Exercise directions — Exactly as written, reproduce the lines from the one that contains "scrollwork and report the position of each." through the end of the records.

(Record set)

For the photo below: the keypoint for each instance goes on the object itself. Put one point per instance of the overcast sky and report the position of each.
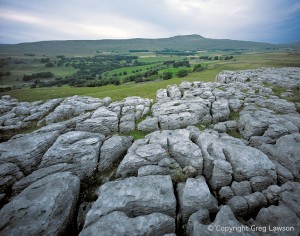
(274, 21)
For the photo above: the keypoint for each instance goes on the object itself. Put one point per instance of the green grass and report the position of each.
(148, 90)
(130, 69)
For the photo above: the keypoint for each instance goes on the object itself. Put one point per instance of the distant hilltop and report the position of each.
(192, 42)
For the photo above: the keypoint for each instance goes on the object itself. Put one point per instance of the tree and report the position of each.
(167, 75)
(182, 73)
(49, 64)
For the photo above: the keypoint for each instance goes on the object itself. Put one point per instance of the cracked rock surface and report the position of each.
(218, 154)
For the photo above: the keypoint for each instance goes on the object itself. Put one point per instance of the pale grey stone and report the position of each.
(193, 195)
(26, 151)
(242, 188)
(118, 224)
(113, 150)
(45, 207)
(76, 147)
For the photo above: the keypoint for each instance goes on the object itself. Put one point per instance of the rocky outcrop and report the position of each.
(174, 148)
(26, 151)
(112, 151)
(78, 149)
(214, 155)
(45, 207)
(194, 195)
(145, 198)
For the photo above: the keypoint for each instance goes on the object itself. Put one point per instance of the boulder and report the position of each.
(118, 224)
(242, 188)
(225, 194)
(225, 219)
(74, 106)
(135, 196)
(113, 150)
(220, 110)
(154, 170)
(286, 153)
(127, 123)
(256, 201)
(193, 195)
(239, 206)
(259, 183)
(9, 174)
(148, 125)
(39, 174)
(186, 153)
(278, 216)
(26, 151)
(45, 207)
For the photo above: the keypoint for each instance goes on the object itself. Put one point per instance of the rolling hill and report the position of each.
(86, 47)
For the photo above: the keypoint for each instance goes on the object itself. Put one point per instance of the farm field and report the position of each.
(148, 89)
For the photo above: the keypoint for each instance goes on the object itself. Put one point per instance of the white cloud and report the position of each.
(92, 19)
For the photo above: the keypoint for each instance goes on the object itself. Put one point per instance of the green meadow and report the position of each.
(148, 89)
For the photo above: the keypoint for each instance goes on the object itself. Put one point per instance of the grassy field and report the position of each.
(148, 90)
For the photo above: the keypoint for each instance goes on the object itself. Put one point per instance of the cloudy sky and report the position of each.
(274, 21)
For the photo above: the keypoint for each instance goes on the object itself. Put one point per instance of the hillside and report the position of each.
(200, 156)
(83, 47)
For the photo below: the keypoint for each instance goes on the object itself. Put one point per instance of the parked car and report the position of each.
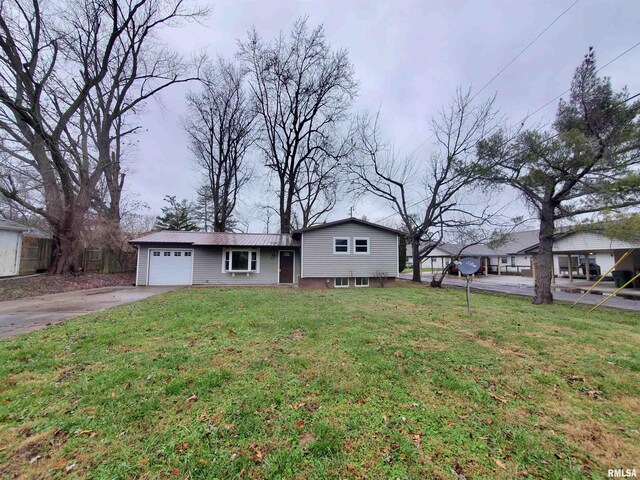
(594, 269)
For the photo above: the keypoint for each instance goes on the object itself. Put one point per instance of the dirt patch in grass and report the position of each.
(33, 286)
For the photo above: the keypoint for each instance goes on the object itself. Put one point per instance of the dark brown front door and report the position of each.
(286, 266)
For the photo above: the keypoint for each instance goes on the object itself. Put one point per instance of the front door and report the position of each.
(286, 266)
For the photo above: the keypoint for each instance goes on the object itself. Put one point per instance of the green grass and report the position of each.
(364, 383)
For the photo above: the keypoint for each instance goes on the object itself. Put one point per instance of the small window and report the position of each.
(361, 246)
(341, 245)
(240, 261)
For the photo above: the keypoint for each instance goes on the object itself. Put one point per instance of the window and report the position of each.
(361, 246)
(240, 261)
(341, 245)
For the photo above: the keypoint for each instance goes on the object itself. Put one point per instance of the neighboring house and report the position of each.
(572, 251)
(345, 253)
(10, 247)
(510, 258)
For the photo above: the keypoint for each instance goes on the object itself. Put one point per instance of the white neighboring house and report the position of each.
(572, 251)
(10, 247)
(511, 258)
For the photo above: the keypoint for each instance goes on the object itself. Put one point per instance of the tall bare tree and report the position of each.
(220, 126)
(304, 91)
(56, 63)
(428, 196)
(588, 163)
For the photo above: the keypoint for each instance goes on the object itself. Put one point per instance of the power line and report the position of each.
(525, 49)
(544, 141)
(507, 66)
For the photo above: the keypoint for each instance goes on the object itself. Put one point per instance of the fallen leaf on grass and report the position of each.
(497, 397)
(500, 464)
(305, 439)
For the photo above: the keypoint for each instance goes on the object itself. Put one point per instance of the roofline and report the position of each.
(14, 228)
(347, 220)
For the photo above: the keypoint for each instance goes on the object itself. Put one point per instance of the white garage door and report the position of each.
(170, 267)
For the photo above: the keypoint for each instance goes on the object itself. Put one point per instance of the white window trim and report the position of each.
(368, 239)
(230, 250)
(348, 245)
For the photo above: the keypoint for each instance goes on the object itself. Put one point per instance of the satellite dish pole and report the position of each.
(468, 266)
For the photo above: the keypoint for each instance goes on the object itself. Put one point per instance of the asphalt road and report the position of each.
(27, 314)
(510, 287)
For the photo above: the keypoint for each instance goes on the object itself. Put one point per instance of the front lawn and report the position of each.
(363, 383)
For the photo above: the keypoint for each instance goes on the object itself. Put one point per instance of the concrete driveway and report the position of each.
(523, 286)
(27, 314)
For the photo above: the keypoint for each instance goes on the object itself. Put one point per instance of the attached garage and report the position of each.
(170, 266)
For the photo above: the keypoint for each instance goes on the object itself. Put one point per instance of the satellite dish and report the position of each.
(469, 265)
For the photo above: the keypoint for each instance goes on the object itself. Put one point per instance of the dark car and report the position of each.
(594, 269)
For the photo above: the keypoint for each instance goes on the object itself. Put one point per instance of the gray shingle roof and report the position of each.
(222, 239)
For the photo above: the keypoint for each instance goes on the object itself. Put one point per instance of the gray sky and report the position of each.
(409, 57)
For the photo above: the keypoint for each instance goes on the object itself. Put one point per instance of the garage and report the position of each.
(170, 267)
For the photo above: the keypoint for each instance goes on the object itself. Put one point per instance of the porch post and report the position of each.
(586, 266)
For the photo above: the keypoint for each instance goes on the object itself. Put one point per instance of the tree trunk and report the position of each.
(66, 240)
(417, 264)
(544, 266)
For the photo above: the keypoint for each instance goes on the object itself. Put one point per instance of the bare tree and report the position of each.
(589, 164)
(54, 65)
(449, 173)
(304, 91)
(220, 129)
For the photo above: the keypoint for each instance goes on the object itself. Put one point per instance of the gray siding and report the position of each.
(320, 261)
(207, 266)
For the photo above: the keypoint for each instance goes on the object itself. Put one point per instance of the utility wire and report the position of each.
(508, 65)
(544, 141)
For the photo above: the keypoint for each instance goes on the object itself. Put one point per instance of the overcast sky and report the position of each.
(409, 57)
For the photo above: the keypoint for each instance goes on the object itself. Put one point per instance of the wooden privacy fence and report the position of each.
(107, 260)
(36, 257)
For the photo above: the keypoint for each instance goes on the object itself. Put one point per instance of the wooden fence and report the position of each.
(37, 256)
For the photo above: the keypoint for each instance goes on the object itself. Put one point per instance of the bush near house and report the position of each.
(359, 383)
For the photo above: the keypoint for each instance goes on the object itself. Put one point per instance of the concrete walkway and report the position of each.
(27, 314)
(523, 286)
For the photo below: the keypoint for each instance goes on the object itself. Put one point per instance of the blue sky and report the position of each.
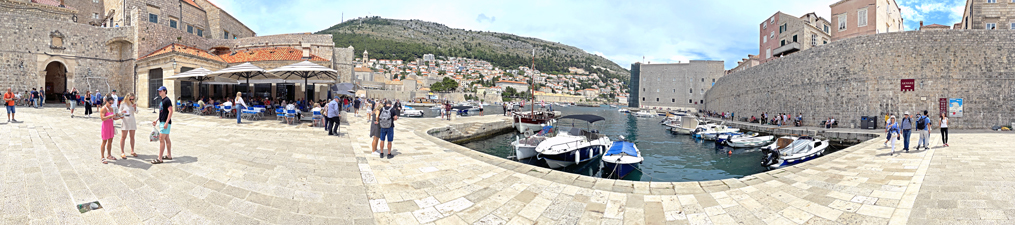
(624, 31)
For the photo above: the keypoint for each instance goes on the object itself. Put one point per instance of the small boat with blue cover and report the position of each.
(622, 158)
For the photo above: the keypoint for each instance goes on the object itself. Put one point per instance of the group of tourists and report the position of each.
(897, 130)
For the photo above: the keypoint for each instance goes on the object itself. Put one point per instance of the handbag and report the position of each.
(154, 135)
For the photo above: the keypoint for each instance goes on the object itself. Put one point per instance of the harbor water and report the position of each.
(668, 156)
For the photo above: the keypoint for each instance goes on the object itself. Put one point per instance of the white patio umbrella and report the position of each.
(244, 71)
(306, 70)
(201, 76)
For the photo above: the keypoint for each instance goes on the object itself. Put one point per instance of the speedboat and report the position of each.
(622, 158)
(645, 114)
(411, 111)
(576, 146)
(791, 150)
(749, 141)
(687, 125)
(714, 132)
(526, 148)
(533, 121)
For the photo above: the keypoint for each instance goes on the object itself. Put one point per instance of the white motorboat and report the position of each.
(622, 158)
(576, 146)
(645, 114)
(712, 133)
(687, 125)
(791, 150)
(411, 111)
(526, 147)
(749, 142)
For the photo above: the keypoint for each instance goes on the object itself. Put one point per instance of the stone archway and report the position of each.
(56, 81)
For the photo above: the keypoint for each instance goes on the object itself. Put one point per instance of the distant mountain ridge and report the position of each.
(408, 40)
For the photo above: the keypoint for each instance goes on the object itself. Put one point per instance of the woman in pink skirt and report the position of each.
(108, 116)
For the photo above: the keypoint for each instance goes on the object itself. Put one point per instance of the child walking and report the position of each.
(107, 116)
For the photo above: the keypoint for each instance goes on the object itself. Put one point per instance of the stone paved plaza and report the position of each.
(266, 172)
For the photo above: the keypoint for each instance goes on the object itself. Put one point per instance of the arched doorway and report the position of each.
(56, 81)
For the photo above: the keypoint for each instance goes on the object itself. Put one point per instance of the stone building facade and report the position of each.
(676, 85)
(862, 76)
(46, 45)
(989, 14)
(783, 34)
(864, 17)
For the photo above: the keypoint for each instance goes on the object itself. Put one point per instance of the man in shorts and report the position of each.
(386, 120)
(163, 124)
(9, 100)
(72, 99)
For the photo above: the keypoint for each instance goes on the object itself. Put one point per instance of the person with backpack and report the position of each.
(924, 127)
(906, 127)
(386, 121)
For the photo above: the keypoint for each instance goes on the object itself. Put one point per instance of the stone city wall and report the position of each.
(87, 53)
(861, 76)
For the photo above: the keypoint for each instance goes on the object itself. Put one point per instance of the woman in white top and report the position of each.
(239, 101)
(128, 125)
(944, 129)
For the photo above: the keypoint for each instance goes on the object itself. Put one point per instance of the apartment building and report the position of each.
(989, 14)
(783, 34)
(864, 17)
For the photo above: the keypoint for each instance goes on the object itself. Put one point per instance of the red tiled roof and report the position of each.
(268, 54)
(178, 48)
(191, 2)
(51, 3)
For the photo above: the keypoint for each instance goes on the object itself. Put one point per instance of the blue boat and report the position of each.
(622, 158)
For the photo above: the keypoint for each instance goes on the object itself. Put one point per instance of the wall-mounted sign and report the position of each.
(955, 107)
(908, 84)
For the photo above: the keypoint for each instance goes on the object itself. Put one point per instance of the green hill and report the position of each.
(408, 40)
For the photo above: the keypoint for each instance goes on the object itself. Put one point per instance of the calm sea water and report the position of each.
(668, 157)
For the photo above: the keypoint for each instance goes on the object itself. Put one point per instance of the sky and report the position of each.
(623, 31)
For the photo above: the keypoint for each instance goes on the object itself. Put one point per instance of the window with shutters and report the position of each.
(862, 17)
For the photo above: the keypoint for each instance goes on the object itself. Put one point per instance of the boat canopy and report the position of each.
(622, 147)
(586, 118)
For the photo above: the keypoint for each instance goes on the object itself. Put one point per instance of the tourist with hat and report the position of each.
(386, 121)
(162, 125)
(906, 127)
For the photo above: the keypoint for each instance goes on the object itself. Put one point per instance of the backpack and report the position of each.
(385, 120)
(922, 124)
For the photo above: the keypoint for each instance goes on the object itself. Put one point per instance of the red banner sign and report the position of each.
(943, 105)
(908, 85)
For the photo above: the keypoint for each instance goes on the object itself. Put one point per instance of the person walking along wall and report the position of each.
(333, 113)
(924, 127)
(162, 125)
(128, 125)
(386, 120)
(108, 116)
(892, 128)
(906, 127)
(944, 130)
(237, 102)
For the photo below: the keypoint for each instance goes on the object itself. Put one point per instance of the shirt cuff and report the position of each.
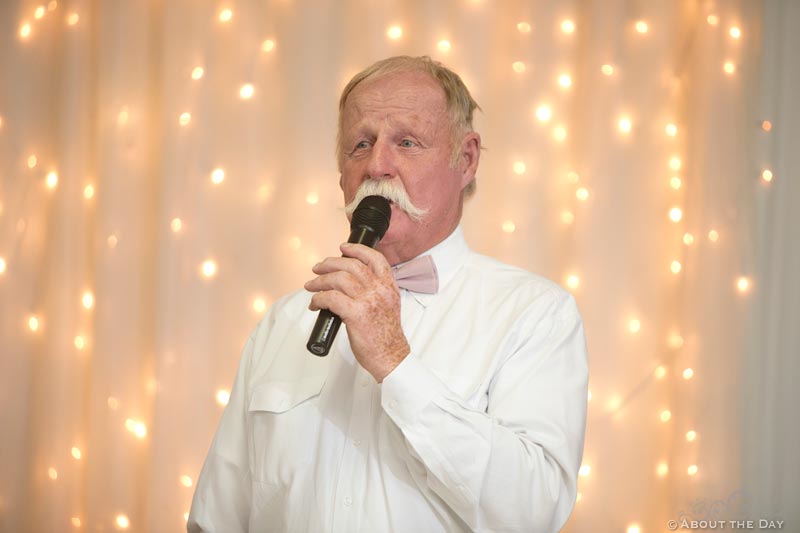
(408, 389)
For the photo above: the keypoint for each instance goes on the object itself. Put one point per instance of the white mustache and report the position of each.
(391, 190)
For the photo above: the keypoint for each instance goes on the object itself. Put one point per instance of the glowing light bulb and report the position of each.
(223, 397)
(51, 180)
(675, 341)
(225, 15)
(729, 67)
(743, 284)
(394, 32)
(25, 31)
(246, 91)
(259, 305)
(544, 113)
(122, 521)
(87, 299)
(209, 268)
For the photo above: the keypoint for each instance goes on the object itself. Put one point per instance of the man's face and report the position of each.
(396, 128)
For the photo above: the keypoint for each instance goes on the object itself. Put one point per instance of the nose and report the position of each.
(381, 164)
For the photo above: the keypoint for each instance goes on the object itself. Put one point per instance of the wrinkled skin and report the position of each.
(394, 127)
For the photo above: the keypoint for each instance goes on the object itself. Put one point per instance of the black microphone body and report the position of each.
(368, 226)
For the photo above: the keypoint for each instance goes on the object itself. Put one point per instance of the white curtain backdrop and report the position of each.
(167, 171)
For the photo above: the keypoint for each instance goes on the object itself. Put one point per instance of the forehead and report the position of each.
(413, 96)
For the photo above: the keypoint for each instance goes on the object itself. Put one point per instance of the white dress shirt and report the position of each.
(479, 428)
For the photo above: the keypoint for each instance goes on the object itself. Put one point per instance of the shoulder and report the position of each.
(508, 283)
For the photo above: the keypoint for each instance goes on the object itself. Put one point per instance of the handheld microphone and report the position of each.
(368, 226)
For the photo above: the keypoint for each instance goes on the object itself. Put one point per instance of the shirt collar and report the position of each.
(448, 256)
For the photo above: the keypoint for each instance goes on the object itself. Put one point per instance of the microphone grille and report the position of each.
(375, 213)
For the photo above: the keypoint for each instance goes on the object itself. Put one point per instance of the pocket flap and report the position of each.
(280, 396)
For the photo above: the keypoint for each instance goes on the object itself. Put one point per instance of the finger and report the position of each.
(334, 301)
(339, 280)
(369, 256)
(348, 264)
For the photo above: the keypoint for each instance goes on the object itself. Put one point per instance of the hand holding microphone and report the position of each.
(369, 224)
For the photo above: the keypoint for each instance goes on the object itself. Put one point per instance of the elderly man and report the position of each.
(456, 406)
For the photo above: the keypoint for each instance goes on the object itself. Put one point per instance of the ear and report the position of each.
(470, 157)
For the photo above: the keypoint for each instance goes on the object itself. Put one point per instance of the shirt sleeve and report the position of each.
(222, 496)
(513, 467)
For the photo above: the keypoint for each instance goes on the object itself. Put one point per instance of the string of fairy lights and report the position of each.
(544, 113)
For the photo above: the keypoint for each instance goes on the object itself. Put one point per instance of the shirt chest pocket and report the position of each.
(284, 420)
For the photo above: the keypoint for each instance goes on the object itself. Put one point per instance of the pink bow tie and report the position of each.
(418, 275)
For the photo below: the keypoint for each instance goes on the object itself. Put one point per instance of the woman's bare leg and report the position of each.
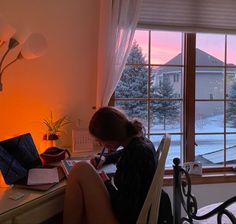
(86, 197)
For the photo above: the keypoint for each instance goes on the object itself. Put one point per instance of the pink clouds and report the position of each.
(166, 45)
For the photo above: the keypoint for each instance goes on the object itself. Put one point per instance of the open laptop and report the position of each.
(17, 156)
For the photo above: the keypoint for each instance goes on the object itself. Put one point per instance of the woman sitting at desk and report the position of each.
(91, 197)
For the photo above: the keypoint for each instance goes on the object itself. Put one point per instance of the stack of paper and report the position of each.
(42, 176)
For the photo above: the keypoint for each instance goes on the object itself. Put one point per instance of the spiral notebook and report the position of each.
(17, 156)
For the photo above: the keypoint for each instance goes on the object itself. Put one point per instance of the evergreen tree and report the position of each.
(231, 107)
(166, 110)
(134, 84)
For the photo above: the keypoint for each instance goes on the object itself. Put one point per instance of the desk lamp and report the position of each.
(33, 45)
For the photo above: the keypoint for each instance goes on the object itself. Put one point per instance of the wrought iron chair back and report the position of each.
(183, 197)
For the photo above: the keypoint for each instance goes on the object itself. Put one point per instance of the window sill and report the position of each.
(206, 178)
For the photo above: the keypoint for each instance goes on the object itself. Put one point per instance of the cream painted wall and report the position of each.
(64, 79)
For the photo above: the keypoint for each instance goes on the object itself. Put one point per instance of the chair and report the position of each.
(150, 210)
(182, 196)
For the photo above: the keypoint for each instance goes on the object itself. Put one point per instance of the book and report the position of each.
(67, 165)
(42, 176)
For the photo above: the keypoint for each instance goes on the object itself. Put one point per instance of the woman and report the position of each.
(93, 198)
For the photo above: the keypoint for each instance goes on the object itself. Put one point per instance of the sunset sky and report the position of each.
(166, 45)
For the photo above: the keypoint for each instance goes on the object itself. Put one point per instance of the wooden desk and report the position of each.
(34, 207)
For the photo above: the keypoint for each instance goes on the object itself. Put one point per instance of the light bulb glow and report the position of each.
(35, 46)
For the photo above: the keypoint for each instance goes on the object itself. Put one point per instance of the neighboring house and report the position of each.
(209, 81)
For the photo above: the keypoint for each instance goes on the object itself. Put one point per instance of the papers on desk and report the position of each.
(42, 176)
(68, 164)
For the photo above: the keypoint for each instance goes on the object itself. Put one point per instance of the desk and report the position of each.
(213, 219)
(34, 207)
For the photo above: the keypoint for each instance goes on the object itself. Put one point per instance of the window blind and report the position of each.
(189, 15)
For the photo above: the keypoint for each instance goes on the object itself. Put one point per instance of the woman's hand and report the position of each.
(97, 162)
(104, 176)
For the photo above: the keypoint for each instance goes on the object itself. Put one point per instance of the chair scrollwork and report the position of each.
(183, 197)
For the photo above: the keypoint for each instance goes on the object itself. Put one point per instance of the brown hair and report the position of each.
(112, 124)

(End Record set)

Reply —
For the photo above: the keypoint for each instance goes on the object itself. Put one point per instance of the chair scrollwork and report the position of each.
(183, 197)
For the photo above: the keypoint for each instance goes on the object itself. Put one point per instance of the brown hair and report the position of each.
(112, 124)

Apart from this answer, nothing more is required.